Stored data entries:
****

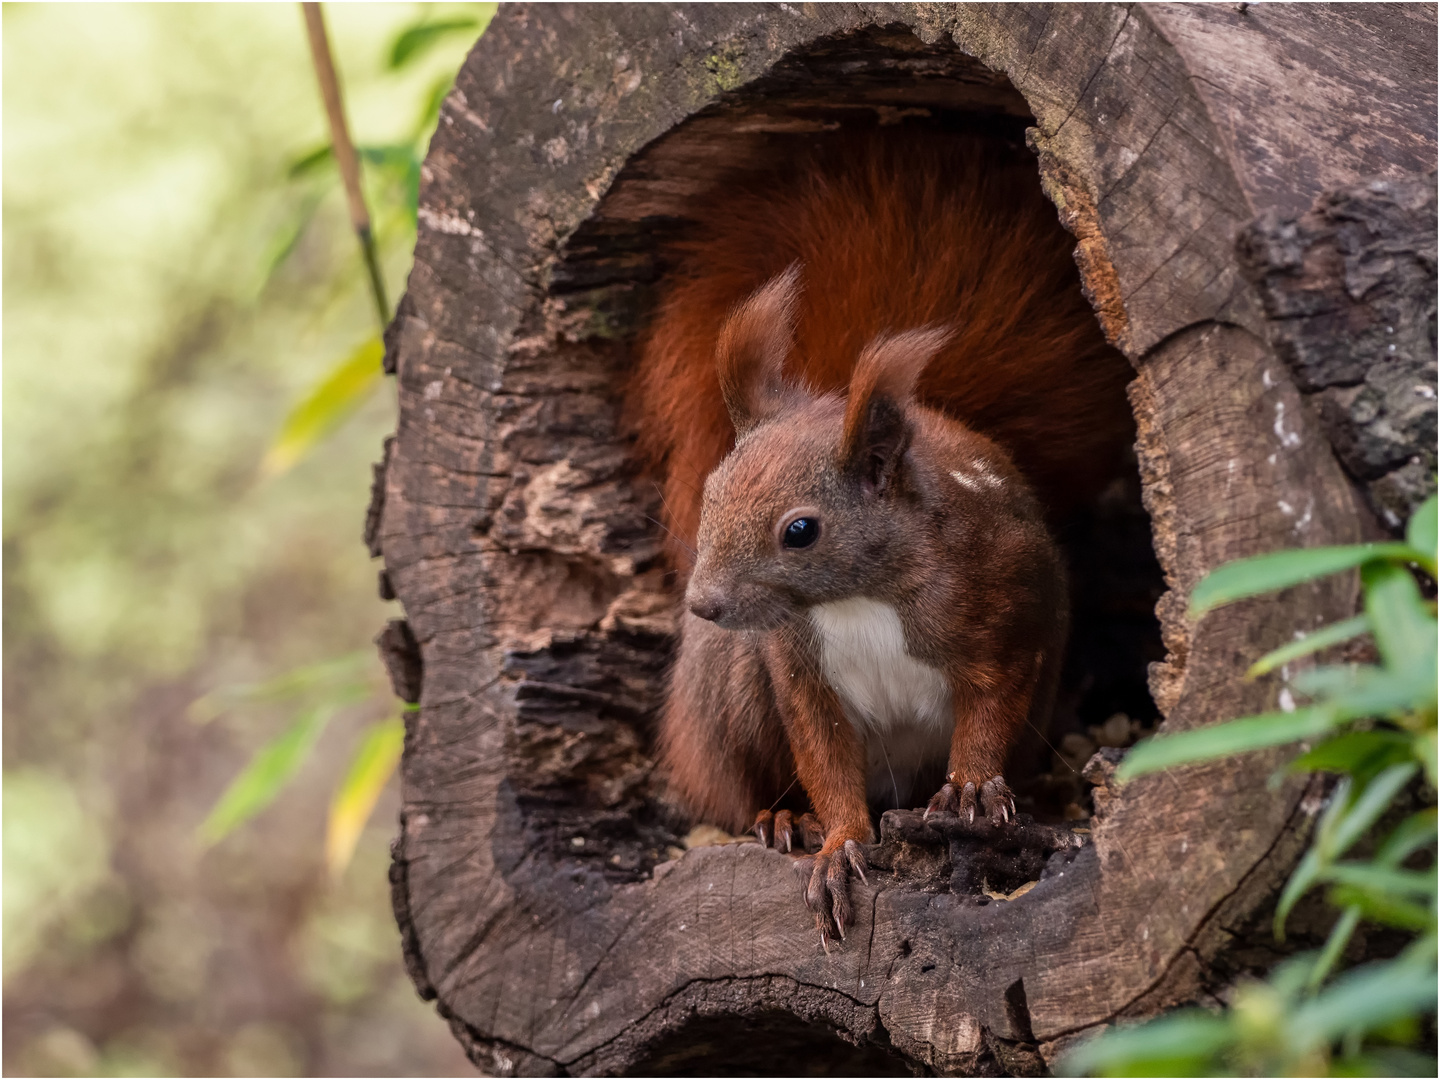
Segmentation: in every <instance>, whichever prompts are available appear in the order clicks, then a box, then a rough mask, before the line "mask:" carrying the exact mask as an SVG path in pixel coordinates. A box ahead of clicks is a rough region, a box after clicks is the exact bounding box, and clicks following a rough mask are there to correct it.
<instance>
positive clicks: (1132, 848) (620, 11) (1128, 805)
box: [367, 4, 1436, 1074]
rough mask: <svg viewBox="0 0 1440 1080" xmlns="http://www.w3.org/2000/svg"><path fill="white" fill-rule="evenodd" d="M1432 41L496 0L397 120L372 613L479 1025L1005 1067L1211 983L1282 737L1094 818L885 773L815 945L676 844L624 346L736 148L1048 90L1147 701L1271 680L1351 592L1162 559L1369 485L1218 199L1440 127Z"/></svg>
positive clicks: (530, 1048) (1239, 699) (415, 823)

****

DESCRIPTION OF THE TASK:
Which lines in the listing above contain the word "mask"? Locate each one and copy it in full, treating uppercase and lowercase as different.

PROBLEM SOLUTION:
Segmentation: in every <instance>, whichever prompts are available appear in the order clicks, then a box, then a rough mask, before the line "mask:" carrying the exact mask as an SVG path in pixel coordinates. A box ahead of clicks is a rough region, a box after clicks is the exact bounding box, and clicks following a rough mask are there to correct it.
rough mask: <svg viewBox="0 0 1440 1080" xmlns="http://www.w3.org/2000/svg"><path fill="white" fill-rule="evenodd" d="M1432 41L496 0L397 120L372 613L479 1025L1005 1067L1211 983L1282 737L1094 818L885 773L815 945L676 844L624 346L736 148L1048 90L1147 701L1271 680L1351 592L1162 559L1369 485L1218 199L1440 127Z"/></svg>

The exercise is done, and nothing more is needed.